TO BE DONE:
Restate the records in their entirety, word for word.

DATASET ROWS:

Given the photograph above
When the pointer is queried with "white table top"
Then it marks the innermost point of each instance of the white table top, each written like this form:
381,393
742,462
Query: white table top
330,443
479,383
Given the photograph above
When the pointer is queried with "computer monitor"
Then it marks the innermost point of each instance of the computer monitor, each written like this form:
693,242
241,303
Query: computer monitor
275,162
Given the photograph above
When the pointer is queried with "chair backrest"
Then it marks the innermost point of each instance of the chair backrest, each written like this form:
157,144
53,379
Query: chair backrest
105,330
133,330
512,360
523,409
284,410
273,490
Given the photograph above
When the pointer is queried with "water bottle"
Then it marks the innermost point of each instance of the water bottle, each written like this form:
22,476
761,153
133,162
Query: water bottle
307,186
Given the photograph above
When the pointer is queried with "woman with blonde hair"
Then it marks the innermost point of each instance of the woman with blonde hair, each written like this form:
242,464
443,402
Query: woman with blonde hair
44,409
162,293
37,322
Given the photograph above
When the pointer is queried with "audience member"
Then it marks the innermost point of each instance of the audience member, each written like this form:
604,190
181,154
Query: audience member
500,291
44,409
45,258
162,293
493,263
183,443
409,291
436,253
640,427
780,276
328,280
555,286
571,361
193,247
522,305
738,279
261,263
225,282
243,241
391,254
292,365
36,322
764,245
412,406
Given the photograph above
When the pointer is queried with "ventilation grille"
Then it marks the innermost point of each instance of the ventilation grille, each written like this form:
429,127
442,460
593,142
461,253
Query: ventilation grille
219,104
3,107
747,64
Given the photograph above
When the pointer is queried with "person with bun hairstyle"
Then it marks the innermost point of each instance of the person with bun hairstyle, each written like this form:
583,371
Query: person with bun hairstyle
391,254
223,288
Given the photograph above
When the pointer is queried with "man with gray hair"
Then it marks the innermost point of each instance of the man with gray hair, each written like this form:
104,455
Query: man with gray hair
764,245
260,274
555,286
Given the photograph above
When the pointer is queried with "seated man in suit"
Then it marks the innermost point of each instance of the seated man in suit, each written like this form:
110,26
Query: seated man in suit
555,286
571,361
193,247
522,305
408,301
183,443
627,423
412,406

RESPONSE:
Given the photograph above
When the pointer is queried with "white table top"
Then it marks the innermost point of each instance of the white table top, each written like this form:
381,393
742,462
Query: white table top
330,443
479,383
Given the photograph above
When the pointer is queried with "computer monitor"
Then it marks the innermost point of each instance of the computer monitor, each written like this form:
693,242
241,303
Query: computer monitor
275,162
Given the photograph above
When the pointer is queried with "chair backrest"
Then it marks the innermost point of each instance of the chair backrest, each written like this form:
157,144
53,379
Query: chair backrest
105,330
133,330
512,360
523,409
284,410
273,490
Given the photograph above
When the pointer is queried with "water bottle"
Then it marks the innermost point of each instance of the water bottle, each written like this form:
22,476
761,153
133,162
Query: water bottle
307,186
Given the photograph above
When the pointer is queried with "woman with blonde hair"
Then it marks the innermost point of each instance of the woman with blonde hair, each written like this form:
242,464
443,402
Query: woman with blonde hair
44,409
162,293
37,322
Given the photograph above
When the pointer is queried with "audience member"
Then it marks the innermost point of each instance of the audience member, each written like this form:
604,190
181,154
Query: audience member
500,291
44,409
45,258
162,293
493,263
183,443
409,291
436,253
640,427
780,276
328,280
555,286
571,361
193,247
522,305
738,279
261,263
225,282
243,241
391,254
292,365
36,322
764,245
412,406
Given the photograph above
When the pointer is queried with "ventilation grille"
Then it marks the innermost point of each instance of the ventilation grille, each written like this form:
429,127
442,460
593,142
461,253
Query: ventilation grille
219,104
3,107
747,64
Given the photograph above
When the pointer is queried with "person with bun hairstyle"
Then it marks the innermost point of each instance of the person with bun hairstyle, each written like this form:
583,371
Query: person with bun hairstyle
391,254
223,288
Given the photograph above
When the pointer is queried with "man with gray hair"
Then it marks the innermost point of each instance of the man with gray hair, each written like this form:
104,455
Query: man with gray hair
764,245
260,274
555,286
Given the photograph above
When the pointer is queried with "seated man in suit"
Then it marks the innermost point of each instance of the seated man in suit, each written like this form:
110,26
Query: seated man in suit
555,286
571,361
193,247
522,305
408,301
183,443
627,423
412,406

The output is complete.